::: Extracted material :::

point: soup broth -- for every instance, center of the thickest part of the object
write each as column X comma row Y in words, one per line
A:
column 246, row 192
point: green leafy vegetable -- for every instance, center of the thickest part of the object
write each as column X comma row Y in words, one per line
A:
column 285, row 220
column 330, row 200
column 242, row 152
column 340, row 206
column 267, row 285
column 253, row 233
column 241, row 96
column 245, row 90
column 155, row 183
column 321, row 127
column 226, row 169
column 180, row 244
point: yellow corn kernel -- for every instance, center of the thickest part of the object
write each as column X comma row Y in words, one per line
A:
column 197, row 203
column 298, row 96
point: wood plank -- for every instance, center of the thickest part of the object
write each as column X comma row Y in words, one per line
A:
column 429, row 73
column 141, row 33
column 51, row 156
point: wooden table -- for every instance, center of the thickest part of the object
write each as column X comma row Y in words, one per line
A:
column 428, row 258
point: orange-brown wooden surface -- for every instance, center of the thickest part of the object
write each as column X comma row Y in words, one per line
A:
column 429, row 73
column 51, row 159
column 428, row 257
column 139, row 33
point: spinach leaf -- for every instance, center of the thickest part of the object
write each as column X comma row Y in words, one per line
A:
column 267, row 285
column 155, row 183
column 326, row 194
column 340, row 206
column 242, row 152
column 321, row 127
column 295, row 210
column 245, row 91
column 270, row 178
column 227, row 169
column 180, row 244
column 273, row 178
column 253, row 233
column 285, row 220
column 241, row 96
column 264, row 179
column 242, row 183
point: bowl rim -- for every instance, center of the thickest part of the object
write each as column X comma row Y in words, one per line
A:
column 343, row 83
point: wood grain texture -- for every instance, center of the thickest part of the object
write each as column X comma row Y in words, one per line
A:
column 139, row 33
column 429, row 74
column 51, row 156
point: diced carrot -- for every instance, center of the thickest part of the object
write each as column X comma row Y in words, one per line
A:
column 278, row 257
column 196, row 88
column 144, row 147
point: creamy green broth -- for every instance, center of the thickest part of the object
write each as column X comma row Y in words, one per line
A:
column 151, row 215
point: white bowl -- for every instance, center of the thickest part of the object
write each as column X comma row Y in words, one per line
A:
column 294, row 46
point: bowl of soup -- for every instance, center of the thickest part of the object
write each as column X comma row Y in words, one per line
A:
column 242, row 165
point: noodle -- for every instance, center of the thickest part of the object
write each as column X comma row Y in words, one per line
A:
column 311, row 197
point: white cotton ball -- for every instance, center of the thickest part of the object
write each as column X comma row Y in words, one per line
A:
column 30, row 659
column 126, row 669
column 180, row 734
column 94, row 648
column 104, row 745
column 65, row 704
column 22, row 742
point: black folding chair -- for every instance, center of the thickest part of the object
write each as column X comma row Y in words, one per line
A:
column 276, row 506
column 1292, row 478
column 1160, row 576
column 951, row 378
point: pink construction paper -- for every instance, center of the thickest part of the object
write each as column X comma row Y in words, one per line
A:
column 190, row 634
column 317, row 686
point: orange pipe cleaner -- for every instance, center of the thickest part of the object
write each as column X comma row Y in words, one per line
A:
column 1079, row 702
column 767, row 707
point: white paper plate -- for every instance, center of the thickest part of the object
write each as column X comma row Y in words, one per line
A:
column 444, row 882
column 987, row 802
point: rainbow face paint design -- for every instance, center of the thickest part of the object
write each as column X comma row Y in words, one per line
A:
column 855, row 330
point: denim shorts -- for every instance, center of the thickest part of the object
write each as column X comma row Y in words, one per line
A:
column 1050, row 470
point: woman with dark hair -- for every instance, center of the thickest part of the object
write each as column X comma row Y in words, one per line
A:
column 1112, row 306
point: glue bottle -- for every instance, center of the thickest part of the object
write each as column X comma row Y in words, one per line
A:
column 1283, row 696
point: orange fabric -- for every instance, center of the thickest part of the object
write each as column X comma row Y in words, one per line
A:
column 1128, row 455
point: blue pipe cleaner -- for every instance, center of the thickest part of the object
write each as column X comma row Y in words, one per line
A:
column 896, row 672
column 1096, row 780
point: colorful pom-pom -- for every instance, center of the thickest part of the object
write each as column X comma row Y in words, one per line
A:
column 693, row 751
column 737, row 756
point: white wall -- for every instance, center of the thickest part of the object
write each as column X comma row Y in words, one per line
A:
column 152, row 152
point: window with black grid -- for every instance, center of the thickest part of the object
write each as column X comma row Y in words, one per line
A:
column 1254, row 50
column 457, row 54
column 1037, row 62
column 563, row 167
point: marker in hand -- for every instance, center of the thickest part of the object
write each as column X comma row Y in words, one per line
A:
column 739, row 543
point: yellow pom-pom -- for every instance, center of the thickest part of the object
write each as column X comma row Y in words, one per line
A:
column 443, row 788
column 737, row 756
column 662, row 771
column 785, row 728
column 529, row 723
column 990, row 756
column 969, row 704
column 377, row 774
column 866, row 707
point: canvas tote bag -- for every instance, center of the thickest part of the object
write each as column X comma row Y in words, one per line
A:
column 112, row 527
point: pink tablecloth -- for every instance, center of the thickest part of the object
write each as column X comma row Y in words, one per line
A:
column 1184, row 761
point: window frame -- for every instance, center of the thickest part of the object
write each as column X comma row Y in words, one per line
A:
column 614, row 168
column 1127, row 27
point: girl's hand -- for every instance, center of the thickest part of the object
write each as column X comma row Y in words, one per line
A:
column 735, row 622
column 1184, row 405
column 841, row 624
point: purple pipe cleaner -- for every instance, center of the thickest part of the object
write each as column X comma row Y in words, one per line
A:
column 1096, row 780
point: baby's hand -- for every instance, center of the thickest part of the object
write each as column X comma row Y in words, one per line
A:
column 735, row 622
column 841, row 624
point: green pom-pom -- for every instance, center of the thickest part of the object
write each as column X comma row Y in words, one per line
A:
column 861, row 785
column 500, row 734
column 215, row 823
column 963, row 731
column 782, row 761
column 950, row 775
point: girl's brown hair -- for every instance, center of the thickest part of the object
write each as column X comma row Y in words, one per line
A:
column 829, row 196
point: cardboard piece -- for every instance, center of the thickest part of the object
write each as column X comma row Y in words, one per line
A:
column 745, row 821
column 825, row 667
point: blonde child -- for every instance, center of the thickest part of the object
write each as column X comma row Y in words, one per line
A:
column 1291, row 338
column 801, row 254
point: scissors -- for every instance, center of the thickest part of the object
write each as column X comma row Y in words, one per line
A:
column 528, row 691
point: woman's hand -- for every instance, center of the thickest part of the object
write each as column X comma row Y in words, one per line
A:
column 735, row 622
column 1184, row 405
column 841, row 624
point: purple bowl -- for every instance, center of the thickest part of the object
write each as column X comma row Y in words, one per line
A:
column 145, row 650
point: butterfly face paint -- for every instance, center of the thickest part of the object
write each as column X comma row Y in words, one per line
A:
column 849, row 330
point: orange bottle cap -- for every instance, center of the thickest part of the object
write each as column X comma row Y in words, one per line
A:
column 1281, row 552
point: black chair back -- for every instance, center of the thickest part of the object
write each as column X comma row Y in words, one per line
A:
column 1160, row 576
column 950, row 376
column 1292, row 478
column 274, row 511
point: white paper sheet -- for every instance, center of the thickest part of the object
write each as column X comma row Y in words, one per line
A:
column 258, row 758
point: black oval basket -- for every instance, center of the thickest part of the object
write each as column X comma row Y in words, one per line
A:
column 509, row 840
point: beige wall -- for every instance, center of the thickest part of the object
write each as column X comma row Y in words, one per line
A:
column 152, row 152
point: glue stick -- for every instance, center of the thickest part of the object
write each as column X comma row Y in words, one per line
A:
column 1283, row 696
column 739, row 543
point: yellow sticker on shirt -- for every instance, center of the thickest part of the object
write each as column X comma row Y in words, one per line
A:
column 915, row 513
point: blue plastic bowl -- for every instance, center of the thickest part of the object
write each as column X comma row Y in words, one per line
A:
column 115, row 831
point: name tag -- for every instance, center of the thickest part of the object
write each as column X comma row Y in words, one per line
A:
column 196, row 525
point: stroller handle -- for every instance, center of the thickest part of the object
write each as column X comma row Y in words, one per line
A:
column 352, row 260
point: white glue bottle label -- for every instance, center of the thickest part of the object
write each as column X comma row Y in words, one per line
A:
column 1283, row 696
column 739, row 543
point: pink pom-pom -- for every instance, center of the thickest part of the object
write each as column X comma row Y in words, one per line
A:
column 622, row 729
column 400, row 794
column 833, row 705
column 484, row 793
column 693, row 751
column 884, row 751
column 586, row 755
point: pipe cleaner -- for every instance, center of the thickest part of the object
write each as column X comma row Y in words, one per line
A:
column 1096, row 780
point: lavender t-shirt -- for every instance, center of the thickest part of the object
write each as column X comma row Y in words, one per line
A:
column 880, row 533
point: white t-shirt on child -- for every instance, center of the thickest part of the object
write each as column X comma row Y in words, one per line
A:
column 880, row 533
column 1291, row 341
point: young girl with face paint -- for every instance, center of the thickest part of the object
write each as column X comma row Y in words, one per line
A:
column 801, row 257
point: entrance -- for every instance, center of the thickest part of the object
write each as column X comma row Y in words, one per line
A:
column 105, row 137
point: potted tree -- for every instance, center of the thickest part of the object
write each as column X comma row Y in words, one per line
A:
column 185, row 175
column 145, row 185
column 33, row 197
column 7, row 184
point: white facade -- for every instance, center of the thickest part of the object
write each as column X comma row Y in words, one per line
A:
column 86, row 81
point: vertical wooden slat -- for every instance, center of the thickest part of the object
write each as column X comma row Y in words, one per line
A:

:::

What to work on: Beginning at the line with "point: black oval" and stopping after the line with "point: glue stick", please write out every line of the data above exactly and nothing else.

Written response:
point: black oval basket -- for every instance, center of the thickest part of the object
write each as column X comma row Y in words, one per line
A:
column 509, row 840
point: beige wall -- for every instance, center of the thickest part of the object
write each as column X comma row Y in words, one per line
A:
column 152, row 152
point: glue stick -- for every instance, center of the thickest part of the object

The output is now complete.